• **What is required**
Reproduce every row from the line containing "Flag each front" through the line containing "left=445, top=179, right=617, bottom=213", both ends included and requests retained. Scale each bounding box coordinate in the answers by 1.15, rounding to whole numbers with halves rounded up, and leave the requests and their field names unchanged.

• **Dataset entries**

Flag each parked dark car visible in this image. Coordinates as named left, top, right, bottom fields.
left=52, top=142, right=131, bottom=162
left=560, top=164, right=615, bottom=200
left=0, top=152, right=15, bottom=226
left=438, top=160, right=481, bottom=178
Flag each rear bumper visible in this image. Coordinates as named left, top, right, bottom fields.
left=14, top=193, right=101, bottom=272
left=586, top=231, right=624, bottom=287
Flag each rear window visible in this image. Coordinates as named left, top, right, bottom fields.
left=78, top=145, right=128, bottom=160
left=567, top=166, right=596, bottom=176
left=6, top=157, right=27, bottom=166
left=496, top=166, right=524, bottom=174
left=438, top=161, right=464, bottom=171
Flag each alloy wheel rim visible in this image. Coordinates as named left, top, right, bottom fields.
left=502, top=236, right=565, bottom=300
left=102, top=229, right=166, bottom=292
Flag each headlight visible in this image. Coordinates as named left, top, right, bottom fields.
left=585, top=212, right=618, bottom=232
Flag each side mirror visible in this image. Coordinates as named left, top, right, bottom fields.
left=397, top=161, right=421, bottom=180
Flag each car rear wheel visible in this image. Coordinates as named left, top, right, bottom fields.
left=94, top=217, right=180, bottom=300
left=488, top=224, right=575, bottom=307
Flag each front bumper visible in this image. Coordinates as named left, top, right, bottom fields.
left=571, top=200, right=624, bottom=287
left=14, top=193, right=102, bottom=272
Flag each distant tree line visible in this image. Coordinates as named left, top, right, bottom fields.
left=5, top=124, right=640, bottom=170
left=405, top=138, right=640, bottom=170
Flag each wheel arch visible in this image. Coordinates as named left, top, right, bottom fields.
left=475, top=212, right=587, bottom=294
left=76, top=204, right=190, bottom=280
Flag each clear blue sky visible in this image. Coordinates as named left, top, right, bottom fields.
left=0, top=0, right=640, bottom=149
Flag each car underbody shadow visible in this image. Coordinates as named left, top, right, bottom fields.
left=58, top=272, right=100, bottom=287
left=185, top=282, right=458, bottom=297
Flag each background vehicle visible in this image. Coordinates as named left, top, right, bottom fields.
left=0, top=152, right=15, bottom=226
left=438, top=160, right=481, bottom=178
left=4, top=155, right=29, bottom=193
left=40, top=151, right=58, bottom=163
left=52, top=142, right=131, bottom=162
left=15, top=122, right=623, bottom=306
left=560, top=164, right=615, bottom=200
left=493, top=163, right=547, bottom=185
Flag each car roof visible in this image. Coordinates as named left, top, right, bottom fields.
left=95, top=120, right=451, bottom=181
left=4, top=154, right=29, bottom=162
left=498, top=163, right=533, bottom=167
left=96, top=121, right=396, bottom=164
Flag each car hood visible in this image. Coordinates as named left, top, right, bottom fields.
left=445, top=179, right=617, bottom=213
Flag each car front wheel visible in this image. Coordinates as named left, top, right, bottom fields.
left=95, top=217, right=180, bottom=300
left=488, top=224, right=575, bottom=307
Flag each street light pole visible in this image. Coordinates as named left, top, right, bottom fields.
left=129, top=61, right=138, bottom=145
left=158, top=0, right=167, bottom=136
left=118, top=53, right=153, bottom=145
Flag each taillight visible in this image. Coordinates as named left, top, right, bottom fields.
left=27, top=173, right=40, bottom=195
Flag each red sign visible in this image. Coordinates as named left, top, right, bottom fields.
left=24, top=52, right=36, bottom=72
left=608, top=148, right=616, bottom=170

• **Exercise answer**
Flag each front bumper visible in this image. Coordinates as named left, top, right, bottom fields.
left=657, top=230, right=718, bottom=330
left=16, top=222, right=117, bottom=313
Flag each distant tree line visible in this image. Coordinates as named left, top, right, bottom fields.
left=6, top=143, right=736, bottom=196
left=466, top=159, right=736, bottom=196
Flag each wheel arch visible in this image. Coordinates as named left, top, right, bottom fields.
left=546, top=244, right=675, bottom=338
left=87, top=235, right=219, bottom=322
Flag each clear blue sky visible in this image. Coordinates as named left, top, right, bottom fields.
left=0, top=0, right=736, bottom=171
Flag each car underbody shadow visible in this image. Coordinates as named left, top, right, bottom fields.
left=67, top=313, right=115, bottom=330
left=213, top=324, right=527, bottom=342
Flag each background vehicle visible in this image. Coordinates as named left, top, right, bottom fields.
left=0, top=175, right=17, bottom=260
left=504, top=184, right=553, bottom=205
left=5, top=178, right=33, bottom=222
left=46, top=174, right=67, bottom=187
left=60, top=163, right=151, bottom=186
left=17, top=140, right=716, bottom=352
left=644, top=189, right=707, bottom=230
left=567, top=187, right=629, bottom=213
Flag each car roof visible in this image. Coordinates as named left, top, right, bottom fields.
left=109, top=138, right=519, bottom=208
left=5, top=177, right=33, bottom=186
left=573, top=187, right=613, bottom=192
left=110, top=139, right=455, bottom=189
Flag each car hood visible in this image. Coordinates as named left, top, right, bottom fields.
left=512, top=206, right=710, bottom=245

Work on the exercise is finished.